Goal: In the data below, restate exactly the lines from the one with "If you could point out the rocky shore" to the final line, both included, but not the pictures.

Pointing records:

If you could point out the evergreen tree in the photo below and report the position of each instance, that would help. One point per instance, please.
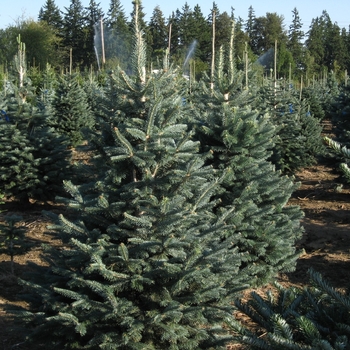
(268, 29)
(51, 14)
(153, 257)
(312, 318)
(74, 38)
(70, 110)
(241, 141)
(250, 22)
(295, 40)
(12, 238)
(94, 16)
(158, 33)
(118, 41)
(299, 141)
(18, 169)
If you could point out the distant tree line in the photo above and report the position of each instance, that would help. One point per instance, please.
(79, 37)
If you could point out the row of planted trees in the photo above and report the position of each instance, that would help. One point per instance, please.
(77, 30)
(182, 205)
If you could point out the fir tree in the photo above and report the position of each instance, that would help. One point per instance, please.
(159, 244)
(313, 318)
(51, 14)
(70, 110)
(148, 262)
(118, 36)
(12, 238)
(242, 142)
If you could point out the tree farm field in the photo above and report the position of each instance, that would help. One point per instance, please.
(325, 243)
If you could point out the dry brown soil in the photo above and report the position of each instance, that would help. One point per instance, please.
(326, 241)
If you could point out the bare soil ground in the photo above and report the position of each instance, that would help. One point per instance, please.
(326, 241)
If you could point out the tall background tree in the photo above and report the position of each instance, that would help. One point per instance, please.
(158, 31)
(74, 33)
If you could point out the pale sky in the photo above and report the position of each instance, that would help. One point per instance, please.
(338, 10)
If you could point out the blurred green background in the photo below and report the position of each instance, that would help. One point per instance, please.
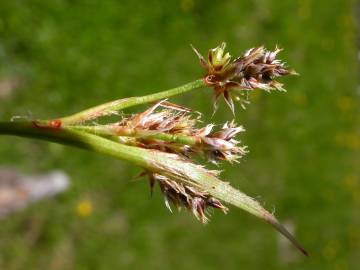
(304, 144)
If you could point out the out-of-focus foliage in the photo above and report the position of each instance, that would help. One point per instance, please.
(57, 57)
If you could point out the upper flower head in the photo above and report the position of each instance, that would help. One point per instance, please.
(257, 68)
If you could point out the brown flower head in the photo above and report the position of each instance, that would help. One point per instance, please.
(185, 196)
(173, 129)
(257, 68)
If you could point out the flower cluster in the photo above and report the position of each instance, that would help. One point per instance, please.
(173, 130)
(257, 68)
(186, 196)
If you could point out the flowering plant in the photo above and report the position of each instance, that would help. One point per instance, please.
(166, 138)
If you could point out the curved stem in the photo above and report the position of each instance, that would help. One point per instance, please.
(152, 160)
(116, 105)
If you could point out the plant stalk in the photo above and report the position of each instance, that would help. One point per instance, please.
(116, 105)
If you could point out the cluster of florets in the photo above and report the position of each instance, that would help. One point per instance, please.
(173, 129)
(257, 68)
(185, 196)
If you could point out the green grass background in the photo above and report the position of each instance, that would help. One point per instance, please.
(304, 144)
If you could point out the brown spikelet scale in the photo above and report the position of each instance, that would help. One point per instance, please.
(161, 126)
(256, 69)
(185, 196)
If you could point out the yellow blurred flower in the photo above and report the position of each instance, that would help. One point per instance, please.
(84, 208)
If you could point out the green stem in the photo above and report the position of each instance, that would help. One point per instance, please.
(113, 106)
(111, 130)
(152, 160)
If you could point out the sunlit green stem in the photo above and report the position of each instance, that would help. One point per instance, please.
(116, 105)
(113, 130)
(152, 160)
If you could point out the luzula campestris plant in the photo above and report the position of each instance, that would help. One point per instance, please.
(165, 138)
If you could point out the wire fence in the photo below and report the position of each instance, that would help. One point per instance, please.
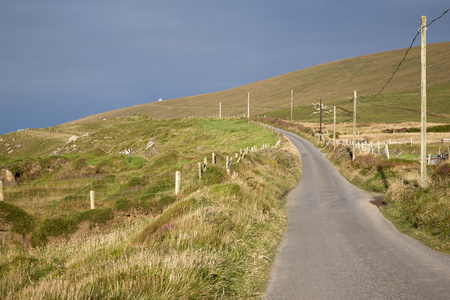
(107, 188)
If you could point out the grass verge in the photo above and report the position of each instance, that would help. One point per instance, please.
(217, 239)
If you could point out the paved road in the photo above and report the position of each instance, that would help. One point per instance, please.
(339, 246)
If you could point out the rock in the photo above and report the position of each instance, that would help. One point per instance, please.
(7, 177)
(73, 138)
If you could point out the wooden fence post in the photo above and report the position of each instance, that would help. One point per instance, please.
(2, 197)
(92, 199)
(177, 182)
(387, 151)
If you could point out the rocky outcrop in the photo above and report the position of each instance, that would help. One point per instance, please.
(7, 177)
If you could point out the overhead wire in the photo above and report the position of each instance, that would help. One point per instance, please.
(406, 53)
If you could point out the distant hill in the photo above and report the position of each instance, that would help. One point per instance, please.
(333, 81)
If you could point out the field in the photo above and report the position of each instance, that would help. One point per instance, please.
(335, 83)
(216, 239)
(420, 211)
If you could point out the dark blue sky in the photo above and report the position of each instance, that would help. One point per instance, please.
(63, 60)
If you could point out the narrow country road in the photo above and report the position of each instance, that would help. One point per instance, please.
(339, 246)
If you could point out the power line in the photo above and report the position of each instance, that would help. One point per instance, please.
(407, 51)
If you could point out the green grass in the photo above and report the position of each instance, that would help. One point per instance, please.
(333, 81)
(422, 212)
(216, 239)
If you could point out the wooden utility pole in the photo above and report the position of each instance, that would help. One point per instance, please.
(177, 182)
(292, 104)
(248, 106)
(423, 94)
(334, 129)
(2, 197)
(354, 126)
(320, 129)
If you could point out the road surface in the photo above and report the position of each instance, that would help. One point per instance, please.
(339, 246)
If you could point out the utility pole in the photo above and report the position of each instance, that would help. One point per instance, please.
(292, 104)
(334, 129)
(320, 129)
(354, 126)
(423, 96)
(248, 106)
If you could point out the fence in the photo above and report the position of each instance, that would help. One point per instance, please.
(369, 147)
(230, 160)
(91, 190)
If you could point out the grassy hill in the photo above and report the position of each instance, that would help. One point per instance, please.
(215, 239)
(333, 81)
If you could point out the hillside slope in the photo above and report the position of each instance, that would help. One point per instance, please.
(332, 81)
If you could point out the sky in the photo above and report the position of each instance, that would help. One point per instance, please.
(61, 60)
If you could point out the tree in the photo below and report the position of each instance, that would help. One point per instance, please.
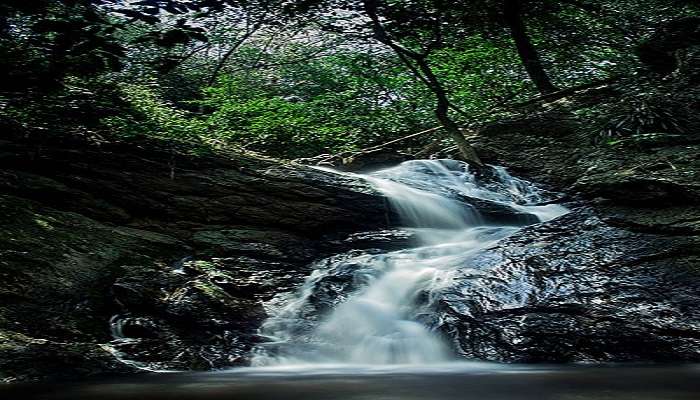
(417, 61)
(512, 15)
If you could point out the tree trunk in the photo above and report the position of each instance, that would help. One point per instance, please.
(425, 74)
(442, 113)
(526, 50)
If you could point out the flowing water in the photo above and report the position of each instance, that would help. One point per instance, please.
(380, 313)
(361, 327)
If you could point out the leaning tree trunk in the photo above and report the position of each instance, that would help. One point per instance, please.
(526, 50)
(442, 113)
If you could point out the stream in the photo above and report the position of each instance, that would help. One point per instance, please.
(363, 326)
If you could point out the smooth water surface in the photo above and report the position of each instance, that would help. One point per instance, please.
(463, 381)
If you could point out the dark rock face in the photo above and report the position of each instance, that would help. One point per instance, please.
(578, 289)
(111, 254)
(618, 280)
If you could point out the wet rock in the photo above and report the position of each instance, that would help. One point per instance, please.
(95, 239)
(577, 289)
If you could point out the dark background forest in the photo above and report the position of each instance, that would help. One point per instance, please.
(298, 79)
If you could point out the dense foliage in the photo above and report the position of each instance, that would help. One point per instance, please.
(296, 79)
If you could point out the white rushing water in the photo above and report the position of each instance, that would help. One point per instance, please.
(374, 308)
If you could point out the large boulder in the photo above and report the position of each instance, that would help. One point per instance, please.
(577, 289)
(116, 260)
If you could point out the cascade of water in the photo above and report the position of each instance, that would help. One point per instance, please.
(378, 301)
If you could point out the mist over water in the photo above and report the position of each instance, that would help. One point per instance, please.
(382, 300)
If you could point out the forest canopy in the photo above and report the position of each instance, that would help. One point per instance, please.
(300, 78)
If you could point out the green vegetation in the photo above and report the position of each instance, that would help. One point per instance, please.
(298, 79)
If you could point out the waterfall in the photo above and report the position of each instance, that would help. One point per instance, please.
(374, 307)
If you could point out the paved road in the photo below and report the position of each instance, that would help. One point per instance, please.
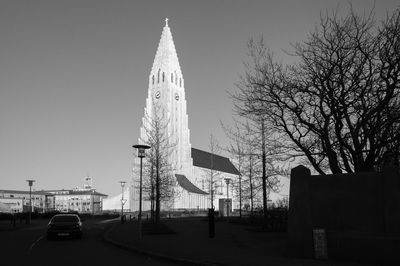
(29, 246)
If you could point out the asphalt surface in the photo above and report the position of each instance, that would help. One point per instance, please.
(28, 246)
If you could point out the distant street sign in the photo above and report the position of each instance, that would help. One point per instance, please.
(320, 244)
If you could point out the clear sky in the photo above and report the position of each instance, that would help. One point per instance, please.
(74, 76)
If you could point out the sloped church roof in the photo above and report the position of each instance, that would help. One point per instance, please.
(204, 159)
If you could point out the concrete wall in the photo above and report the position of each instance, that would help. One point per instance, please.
(362, 209)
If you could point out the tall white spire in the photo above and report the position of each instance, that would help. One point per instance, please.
(166, 89)
(166, 56)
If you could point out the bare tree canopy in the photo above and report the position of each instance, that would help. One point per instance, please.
(339, 106)
(160, 184)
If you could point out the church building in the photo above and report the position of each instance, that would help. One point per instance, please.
(192, 168)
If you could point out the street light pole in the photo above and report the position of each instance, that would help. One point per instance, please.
(122, 200)
(227, 180)
(30, 183)
(141, 155)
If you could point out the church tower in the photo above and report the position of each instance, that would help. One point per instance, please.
(167, 90)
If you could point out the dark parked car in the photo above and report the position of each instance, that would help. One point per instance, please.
(64, 225)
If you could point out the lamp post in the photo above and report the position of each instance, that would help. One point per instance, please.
(30, 183)
(227, 181)
(141, 154)
(122, 200)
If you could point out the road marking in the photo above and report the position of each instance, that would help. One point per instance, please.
(34, 243)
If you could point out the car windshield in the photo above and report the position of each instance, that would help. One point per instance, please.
(65, 218)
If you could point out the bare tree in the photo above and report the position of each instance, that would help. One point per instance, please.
(339, 107)
(213, 176)
(161, 183)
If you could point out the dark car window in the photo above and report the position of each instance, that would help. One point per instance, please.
(65, 218)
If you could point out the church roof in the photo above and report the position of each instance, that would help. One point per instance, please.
(187, 185)
(219, 163)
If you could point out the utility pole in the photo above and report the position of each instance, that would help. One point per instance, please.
(141, 155)
(122, 200)
(30, 183)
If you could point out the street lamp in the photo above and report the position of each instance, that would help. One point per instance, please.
(30, 183)
(141, 154)
(122, 200)
(227, 181)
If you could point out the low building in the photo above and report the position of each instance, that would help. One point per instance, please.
(79, 200)
(18, 200)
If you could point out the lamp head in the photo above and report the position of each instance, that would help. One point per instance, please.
(141, 150)
(30, 182)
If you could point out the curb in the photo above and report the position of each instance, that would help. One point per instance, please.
(157, 255)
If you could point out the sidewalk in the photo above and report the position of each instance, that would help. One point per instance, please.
(233, 244)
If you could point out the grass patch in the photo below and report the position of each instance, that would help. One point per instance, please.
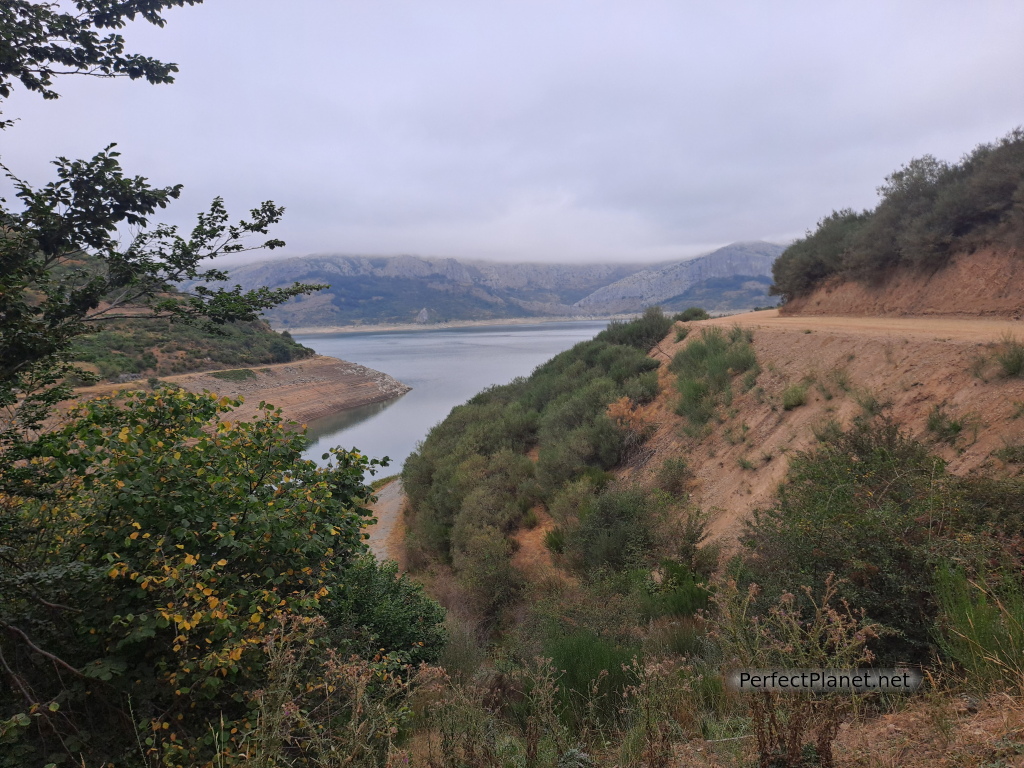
(706, 369)
(382, 481)
(238, 374)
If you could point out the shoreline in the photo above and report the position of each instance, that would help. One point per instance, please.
(397, 327)
(304, 390)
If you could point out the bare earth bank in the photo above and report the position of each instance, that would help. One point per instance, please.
(303, 389)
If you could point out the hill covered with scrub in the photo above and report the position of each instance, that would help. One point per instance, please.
(681, 497)
(930, 215)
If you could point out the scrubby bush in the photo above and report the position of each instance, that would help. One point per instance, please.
(879, 511)
(643, 333)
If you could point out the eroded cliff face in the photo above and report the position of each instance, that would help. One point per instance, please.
(987, 283)
(394, 290)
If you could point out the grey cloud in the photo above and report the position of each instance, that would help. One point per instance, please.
(539, 130)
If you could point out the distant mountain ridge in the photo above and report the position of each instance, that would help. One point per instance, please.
(670, 285)
(367, 290)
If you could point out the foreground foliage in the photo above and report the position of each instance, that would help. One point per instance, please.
(158, 551)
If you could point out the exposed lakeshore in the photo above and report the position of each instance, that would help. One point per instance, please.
(303, 389)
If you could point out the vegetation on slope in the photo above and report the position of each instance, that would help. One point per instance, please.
(929, 211)
(471, 481)
(156, 347)
(870, 554)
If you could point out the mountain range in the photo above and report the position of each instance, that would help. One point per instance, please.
(369, 290)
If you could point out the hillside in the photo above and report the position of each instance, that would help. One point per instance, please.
(677, 286)
(411, 289)
(987, 283)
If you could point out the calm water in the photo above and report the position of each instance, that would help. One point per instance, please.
(444, 368)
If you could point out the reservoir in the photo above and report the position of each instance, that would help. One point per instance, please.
(444, 368)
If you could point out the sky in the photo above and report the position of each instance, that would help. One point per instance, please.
(541, 130)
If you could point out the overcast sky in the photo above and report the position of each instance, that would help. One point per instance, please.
(553, 130)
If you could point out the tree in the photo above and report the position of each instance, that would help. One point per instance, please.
(62, 267)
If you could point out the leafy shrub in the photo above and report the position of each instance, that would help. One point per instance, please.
(673, 475)
(240, 374)
(705, 369)
(183, 544)
(593, 679)
(876, 509)
(642, 334)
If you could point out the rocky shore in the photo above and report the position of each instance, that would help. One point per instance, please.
(304, 389)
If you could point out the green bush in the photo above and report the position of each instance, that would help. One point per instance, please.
(593, 677)
(945, 428)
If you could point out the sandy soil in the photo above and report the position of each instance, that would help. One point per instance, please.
(387, 535)
(321, 330)
(911, 364)
(304, 390)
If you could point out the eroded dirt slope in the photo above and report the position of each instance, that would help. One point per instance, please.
(906, 367)
(988, 283)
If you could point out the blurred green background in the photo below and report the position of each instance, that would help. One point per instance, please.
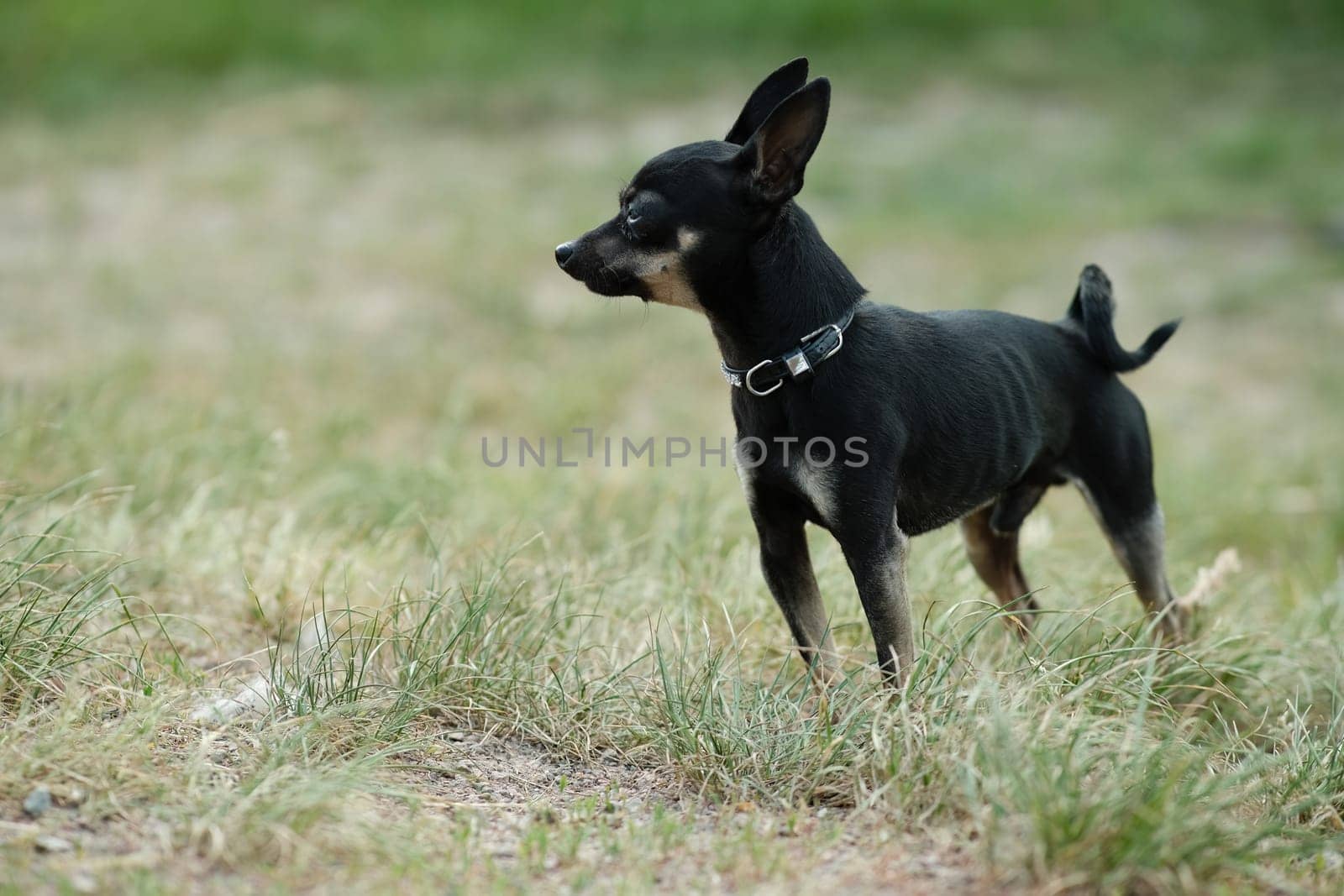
(269, 271)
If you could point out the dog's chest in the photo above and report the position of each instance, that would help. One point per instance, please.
(815, 484)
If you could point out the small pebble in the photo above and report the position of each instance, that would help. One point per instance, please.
(53, 844)
(38, 802)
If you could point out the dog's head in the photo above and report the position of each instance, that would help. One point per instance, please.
(690, 215)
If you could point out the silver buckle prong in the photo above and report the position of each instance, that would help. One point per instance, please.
(753, 389)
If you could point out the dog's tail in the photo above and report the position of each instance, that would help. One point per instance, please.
(1095, 311)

Expected output:
If you could point out the rocky shore in the photo above and report the position of each instance, that would help. One point per instance, please.
(304, 389)
If you could point out the green bush in the photo above and report the position of each instance, that would help. One point per instance, please.
(593, 677)
(945, 428)
If you could point out the sandy soil in the photo above and report the position of each instance, that would help. One point per instance, please.
(387, 535)
(321, 330)
(911, 364)
(304, 390)
If you could point out the eroded dirt slope in the photo above and report the position of each instance, that would help. One point per instance, please.
(906, 367)
(988, 283)
If you could point out the blurred green background in the photo below and report the position of each instance, that would help. One point per instance, please.
(269, 271)
If you could point out the dog's chest in the photo above and report the position of each instance, that would help. One point per instance, please.
(815, 484)
If you could point out the small pebble in the photo above and report the position of each instance, that would help. One point per instance, please.
(53, 844)
(38, 802)
If you could point out the dog's head in the photo above and report the position of each instance, that would help. One point per instance, please.
(690, 215)
If you could point out the silver buckle prong in the photo above and report the position of each instance, that would help. One point per instance, please.
(753, 389)
If you could point out the dog's tail in the photo above and report the position of each instance, that would help. One point per instance, please.
(1095, 311)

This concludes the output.